What you will do →
Count the lines in the records that contain the string "region", matching case exactly, and reply with the number alone.

Entries from a dataset
>>>

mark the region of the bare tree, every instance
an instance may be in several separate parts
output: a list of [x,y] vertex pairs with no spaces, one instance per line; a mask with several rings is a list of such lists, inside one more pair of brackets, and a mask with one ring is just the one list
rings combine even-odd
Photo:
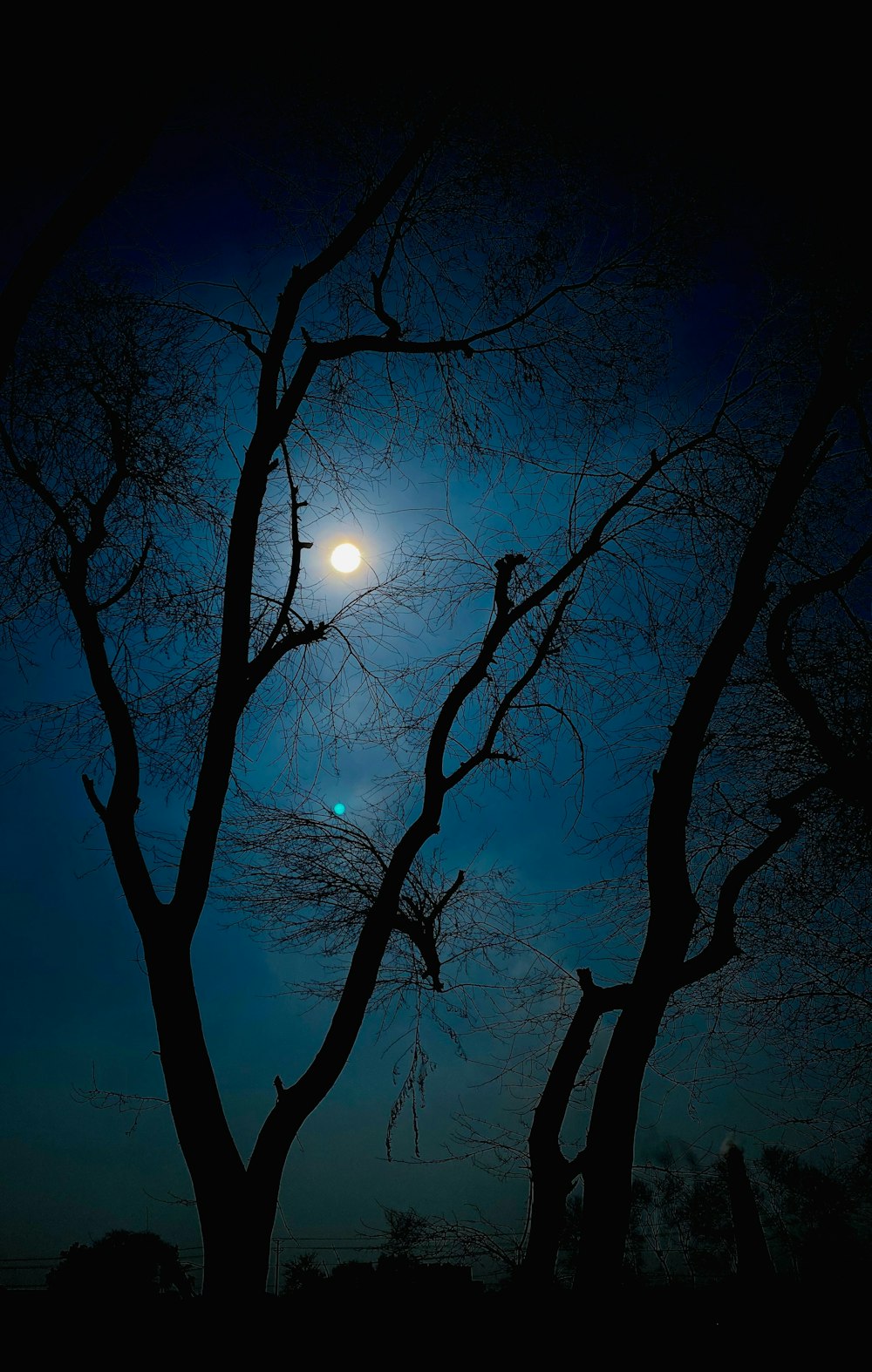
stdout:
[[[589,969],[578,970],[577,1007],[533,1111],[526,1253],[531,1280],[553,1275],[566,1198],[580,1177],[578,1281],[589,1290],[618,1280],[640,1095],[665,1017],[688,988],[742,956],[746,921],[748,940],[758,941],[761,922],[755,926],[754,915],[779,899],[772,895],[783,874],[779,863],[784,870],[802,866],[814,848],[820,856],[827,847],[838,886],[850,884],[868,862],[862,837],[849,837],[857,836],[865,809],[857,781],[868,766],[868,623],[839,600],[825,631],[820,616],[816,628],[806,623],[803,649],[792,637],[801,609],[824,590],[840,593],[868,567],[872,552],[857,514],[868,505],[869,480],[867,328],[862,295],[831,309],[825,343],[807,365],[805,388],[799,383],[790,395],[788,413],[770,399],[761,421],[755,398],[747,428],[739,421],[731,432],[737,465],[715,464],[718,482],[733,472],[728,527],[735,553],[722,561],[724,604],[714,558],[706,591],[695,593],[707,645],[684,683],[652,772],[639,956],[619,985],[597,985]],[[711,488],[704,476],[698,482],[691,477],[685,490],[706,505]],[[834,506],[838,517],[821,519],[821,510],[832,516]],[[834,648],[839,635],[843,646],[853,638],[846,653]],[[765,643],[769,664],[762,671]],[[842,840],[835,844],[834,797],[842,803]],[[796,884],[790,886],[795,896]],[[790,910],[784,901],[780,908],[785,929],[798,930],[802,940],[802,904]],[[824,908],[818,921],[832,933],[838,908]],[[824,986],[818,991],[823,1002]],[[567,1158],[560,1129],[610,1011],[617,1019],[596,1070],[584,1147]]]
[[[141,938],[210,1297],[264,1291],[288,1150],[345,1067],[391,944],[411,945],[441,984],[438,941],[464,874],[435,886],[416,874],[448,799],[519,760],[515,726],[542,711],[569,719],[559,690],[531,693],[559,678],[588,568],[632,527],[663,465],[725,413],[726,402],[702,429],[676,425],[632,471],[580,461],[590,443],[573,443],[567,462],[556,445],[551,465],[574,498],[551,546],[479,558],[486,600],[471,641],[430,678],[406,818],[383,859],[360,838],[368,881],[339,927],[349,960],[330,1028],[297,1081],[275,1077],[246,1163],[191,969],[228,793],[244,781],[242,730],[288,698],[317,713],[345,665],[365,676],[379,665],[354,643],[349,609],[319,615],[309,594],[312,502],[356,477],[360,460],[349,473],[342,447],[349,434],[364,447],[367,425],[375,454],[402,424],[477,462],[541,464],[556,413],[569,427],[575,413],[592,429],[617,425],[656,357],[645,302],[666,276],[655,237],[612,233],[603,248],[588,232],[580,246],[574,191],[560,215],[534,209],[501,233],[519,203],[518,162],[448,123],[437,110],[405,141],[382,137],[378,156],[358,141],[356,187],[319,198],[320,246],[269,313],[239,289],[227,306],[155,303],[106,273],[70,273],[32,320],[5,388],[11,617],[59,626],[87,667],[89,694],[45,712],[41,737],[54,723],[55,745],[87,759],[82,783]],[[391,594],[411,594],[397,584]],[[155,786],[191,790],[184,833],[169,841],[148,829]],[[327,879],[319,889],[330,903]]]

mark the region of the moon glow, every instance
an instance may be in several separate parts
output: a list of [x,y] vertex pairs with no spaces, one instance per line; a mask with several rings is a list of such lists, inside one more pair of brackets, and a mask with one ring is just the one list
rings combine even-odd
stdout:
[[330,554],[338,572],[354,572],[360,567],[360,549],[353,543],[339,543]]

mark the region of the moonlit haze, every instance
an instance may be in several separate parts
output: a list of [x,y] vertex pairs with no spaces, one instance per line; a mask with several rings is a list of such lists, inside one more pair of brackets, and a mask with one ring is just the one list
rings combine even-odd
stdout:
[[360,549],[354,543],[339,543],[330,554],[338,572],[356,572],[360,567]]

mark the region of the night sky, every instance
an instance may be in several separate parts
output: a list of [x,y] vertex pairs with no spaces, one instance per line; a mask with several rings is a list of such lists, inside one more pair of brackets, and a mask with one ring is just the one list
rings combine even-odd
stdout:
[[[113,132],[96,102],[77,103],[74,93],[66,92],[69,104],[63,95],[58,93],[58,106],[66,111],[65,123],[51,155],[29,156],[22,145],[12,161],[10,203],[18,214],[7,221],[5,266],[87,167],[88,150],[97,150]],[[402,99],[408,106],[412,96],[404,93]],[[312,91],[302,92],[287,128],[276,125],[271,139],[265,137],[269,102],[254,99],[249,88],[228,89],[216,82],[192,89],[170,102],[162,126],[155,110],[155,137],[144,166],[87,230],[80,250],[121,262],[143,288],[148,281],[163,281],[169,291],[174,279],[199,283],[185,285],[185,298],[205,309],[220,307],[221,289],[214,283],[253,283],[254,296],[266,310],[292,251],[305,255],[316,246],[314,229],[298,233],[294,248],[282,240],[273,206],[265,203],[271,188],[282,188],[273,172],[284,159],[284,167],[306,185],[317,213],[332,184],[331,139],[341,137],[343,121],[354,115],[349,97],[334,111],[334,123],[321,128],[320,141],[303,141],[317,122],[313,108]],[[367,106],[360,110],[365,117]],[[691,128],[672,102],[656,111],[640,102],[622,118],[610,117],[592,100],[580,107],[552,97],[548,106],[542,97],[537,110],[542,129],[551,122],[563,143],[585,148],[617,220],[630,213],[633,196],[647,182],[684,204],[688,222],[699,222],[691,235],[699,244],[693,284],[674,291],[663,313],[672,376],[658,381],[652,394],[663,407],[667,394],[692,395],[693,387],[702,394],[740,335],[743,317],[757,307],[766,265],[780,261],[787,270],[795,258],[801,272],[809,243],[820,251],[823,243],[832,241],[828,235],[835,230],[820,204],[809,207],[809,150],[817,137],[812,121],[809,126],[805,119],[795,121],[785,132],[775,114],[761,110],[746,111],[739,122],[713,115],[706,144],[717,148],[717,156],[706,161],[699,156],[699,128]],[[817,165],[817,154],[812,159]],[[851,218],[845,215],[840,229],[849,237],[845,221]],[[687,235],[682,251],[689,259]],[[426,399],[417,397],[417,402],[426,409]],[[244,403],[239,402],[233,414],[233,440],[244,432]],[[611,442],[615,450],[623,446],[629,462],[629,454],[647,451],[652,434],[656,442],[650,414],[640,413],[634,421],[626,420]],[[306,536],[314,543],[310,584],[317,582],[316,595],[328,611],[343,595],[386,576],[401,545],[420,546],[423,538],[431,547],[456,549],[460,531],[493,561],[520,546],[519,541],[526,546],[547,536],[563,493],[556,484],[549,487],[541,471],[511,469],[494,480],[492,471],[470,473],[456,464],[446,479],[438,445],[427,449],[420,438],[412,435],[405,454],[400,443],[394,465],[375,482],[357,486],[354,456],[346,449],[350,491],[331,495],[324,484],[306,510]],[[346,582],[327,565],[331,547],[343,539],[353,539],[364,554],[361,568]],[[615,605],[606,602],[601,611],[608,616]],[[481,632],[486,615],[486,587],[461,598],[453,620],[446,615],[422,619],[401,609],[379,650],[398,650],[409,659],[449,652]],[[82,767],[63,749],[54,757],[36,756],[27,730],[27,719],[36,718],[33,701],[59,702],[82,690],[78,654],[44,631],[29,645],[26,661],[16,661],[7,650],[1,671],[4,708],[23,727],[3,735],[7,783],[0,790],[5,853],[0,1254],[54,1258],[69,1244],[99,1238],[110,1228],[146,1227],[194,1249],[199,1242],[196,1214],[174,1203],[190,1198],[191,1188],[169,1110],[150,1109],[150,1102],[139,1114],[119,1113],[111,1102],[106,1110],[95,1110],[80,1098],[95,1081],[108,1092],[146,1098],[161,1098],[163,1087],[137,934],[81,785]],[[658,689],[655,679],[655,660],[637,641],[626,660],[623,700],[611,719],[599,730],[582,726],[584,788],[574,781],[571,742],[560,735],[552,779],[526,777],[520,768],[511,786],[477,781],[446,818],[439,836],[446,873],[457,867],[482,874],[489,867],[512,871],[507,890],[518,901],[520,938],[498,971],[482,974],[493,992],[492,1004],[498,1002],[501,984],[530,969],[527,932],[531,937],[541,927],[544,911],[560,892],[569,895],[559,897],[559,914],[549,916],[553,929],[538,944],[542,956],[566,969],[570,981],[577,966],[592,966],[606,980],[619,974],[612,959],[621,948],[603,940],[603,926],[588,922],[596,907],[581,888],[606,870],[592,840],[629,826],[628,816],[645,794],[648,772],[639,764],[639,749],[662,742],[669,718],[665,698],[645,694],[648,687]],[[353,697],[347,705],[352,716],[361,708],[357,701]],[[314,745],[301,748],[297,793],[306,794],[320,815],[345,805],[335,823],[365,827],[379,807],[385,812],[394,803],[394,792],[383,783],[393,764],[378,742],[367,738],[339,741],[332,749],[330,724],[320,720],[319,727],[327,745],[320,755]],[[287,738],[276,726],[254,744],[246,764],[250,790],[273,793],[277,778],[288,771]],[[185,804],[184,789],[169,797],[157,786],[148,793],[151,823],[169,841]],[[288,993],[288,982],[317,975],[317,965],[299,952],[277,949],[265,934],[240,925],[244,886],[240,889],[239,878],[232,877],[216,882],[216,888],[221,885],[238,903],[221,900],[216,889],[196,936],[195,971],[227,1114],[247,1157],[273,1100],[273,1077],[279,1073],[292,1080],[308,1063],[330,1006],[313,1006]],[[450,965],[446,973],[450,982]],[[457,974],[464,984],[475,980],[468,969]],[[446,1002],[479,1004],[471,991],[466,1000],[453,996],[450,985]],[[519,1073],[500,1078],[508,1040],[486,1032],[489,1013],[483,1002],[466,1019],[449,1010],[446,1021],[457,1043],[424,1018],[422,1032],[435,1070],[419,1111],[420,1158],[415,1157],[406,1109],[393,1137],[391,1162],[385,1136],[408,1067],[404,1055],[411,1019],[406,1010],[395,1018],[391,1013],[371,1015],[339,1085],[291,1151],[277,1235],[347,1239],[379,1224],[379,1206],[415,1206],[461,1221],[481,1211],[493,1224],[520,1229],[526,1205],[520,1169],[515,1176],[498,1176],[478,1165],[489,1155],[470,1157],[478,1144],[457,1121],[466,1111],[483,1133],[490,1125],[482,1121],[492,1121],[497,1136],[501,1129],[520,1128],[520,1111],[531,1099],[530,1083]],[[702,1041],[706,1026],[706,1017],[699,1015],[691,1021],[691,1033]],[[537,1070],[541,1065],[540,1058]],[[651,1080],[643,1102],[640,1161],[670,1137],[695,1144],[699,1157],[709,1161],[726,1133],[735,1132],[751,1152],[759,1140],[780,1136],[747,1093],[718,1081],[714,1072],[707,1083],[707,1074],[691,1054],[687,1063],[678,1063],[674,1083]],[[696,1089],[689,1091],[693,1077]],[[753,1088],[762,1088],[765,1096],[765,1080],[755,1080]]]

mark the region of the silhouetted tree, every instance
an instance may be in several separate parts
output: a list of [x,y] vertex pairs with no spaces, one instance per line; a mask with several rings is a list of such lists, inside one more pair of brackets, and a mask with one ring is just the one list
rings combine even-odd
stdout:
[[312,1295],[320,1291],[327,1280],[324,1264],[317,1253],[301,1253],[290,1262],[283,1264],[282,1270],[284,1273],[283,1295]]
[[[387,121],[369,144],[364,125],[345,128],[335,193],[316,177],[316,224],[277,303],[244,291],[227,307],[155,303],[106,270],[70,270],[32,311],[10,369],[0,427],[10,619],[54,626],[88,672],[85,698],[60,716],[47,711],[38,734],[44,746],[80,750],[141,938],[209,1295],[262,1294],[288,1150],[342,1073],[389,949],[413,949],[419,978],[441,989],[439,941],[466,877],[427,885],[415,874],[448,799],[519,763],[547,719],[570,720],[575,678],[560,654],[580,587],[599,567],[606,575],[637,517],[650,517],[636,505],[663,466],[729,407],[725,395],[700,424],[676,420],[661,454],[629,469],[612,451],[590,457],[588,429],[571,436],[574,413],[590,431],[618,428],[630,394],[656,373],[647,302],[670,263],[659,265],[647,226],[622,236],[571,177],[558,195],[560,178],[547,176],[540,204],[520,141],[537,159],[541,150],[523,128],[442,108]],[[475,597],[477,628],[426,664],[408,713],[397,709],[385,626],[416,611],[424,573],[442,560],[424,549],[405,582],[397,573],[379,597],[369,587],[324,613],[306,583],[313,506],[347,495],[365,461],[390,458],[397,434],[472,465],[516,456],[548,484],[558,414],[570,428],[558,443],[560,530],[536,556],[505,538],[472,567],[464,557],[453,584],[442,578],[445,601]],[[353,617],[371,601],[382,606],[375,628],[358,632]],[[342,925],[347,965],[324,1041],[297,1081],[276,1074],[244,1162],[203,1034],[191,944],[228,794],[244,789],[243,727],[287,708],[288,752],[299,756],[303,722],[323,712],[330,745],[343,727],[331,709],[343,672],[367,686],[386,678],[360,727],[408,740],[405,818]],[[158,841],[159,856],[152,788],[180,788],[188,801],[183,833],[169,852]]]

<<<

Solved exercise →
5